#### [Exercise prompt]
An exact copy of every entry is needed, with no images.

Image point grounding data
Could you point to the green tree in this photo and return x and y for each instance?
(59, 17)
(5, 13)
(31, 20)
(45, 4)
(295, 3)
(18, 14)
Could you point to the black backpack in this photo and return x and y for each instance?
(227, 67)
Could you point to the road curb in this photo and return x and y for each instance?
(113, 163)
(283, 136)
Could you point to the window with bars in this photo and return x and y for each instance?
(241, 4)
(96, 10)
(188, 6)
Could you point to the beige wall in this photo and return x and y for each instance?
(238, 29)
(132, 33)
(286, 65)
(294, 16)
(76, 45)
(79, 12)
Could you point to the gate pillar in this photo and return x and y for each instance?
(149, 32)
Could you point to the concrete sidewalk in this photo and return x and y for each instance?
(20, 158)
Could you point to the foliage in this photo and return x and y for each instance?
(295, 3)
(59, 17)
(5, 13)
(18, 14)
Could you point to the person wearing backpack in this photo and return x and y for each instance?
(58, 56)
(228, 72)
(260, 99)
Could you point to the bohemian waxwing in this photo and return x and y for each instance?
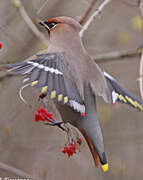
(66, 73)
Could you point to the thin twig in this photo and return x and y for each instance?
(141, 73)
(17, 172)
(83, 18)
(98, 11)
(116, 55)
(141, 61)
(29, 22)
(43, 6)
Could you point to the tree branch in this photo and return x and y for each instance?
(82, 20)
(116, 55)
(17, 172)
(29, 22)
(98, 11)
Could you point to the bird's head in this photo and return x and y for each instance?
(61, 26)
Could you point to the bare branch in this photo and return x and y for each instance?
(17, 172)
(98, 11)
(82, 20)
(29, 22)
(141, 75)
(116, 55)
(43, 6)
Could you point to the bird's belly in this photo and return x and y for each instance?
(68, 114)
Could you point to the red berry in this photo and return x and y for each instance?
(79, 141)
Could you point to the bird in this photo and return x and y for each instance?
(67, 74)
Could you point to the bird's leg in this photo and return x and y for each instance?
(55, 123)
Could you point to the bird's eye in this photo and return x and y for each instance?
(52, 24)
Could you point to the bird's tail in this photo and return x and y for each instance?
(90, 128)
(120, 94)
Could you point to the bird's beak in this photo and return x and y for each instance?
(45, 24)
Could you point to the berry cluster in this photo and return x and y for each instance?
(71, 148)
(43, 114)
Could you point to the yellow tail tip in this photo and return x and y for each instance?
(105, 167)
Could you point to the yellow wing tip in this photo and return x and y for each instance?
(105, 167)
(34, 83)
(44, 89)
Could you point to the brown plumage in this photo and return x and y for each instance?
(67, 74)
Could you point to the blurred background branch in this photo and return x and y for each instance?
(29, 22)
(17, 172)
(91, 18)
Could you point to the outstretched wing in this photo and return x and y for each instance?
(122, 95)
(52, 74)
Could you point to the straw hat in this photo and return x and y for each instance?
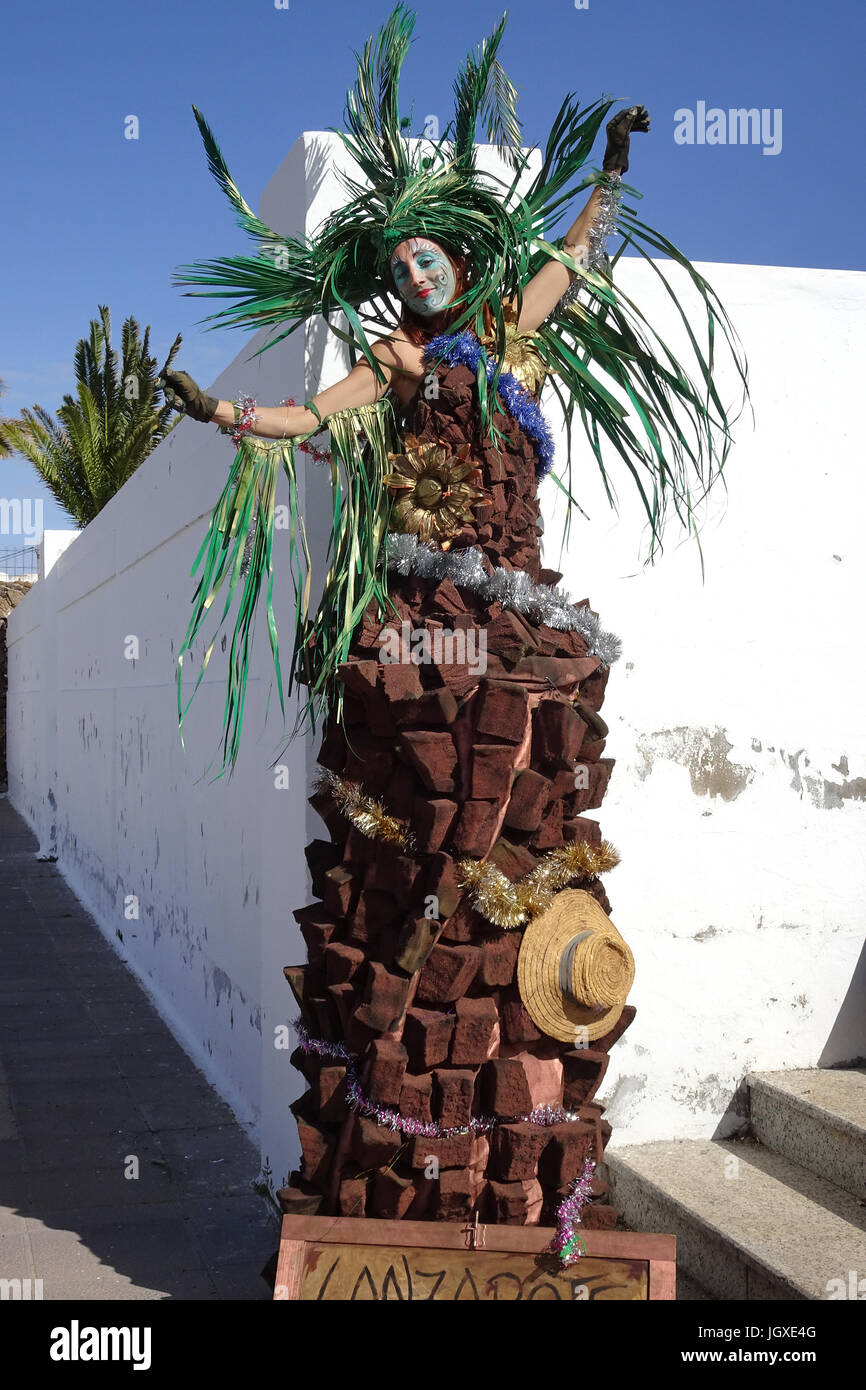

#### [Solution to the problem]
Could you point to the green tree in this photo and return x and y for each instance?
(59, 17)
(5, 13)
(31, 20)
(45, 4)
(295, 3)
(18, 14)
Could you point to the black backpack in this photo and return x and y for each instance?
(227, 67)
Could you point to the road curb in this photo and return x and y for each instance?
(113, 163)
(283, 136)
Could you point to the window with bars in this photo and return x and y for each instance?
(241, 4)
(96, 10)
(188, 6)
Could you point to the beige wall in this photo and return x and y for each instance?
(238, 29)
(132, 33)
(286, 65)
(294, 16)
(76, 45)
(79, 12)
Could you point to the gate pillar in this photo and return x and y for each instance?
(149, 32)
Could you point to the concrete sidewalk in this photo and return x and y for each instance?
(20, 158)
Could you point to the foliage in this photo and return x and y for each instance?
(295, 3)
(59, 17)
(5, 13)
(18, 14)
Could you point to the person wearing backpack in this photo and return x and y for each instance?
(58, 56)
(228, 72)
(260, 99)
Could you point to the bohemian waxwing in this photo and return x and y for each instance?
(66, 73)
Could you point to the thin twig in this photo and return x and y for each instance?
(141, 73)
(17, 172)
(83, 18)
(98, 11)
(116, 55)
(141, 61)
(29, 22)
(43, 6)
Could you point to the tree branch in this photo and return x and y for each instance?
(82, 20)
(116, 55)
(17, 172)
(29, 22)
(98, 11)
Could you point to the bird's head in this photo and return x and y for each instance?
(61, 26)
Could you point to the bare branch in this photo and return x and y for each instance?
(17, 172)
(98, 11)
(82, 20)
(29, 22)
(141, 75)
(116, 55)
(43, 6)
Could you point to the bird's belly in this photo and return x and y for each instance?
(68, 114)
Could you point to the red berry in this photo and return x and y for each instance?
(79, 141)
Could you point to the bird in this photo and return x and y for each instance?
(67, 74)
Could you point to the bird's leg in this photo and return x and y for each instance?
(55, 123)
Could you point to the bird's eye in this photo and return x and y for each instance?
(52, 24)
Could you point to the bird's tail in this photo and return x and y for each instance?
(90, 128)
(120, 94)
Could you point to the bird's beak in this photo and return x and y for each instance?
(45, 24)
Could you point to the berry cluster in this photo and return x and y for each instance?
(71, 148)
(43, 114)
Could you point to the yellow tail tip in this photo and return x and y for each instance?
(105, 167)
Could you point to the yellow wing tip in this photo and return x and y for each instance?
(105, 167)
(34, 83)
(44, 89)
Could you point to the brown plumage in this photo and return x and y for each instance?
(67, 74)
Could you point to the blurred background branch in this photo and return x and y for each instance?
(29, 22)
(17, 172)
(91, 18)
Could you point to the outstretched wing in this photo and return x and y for each instance?
(122, 95)
(52, 74)
Could you point to the straw hat in this photo and return x and y for each instance?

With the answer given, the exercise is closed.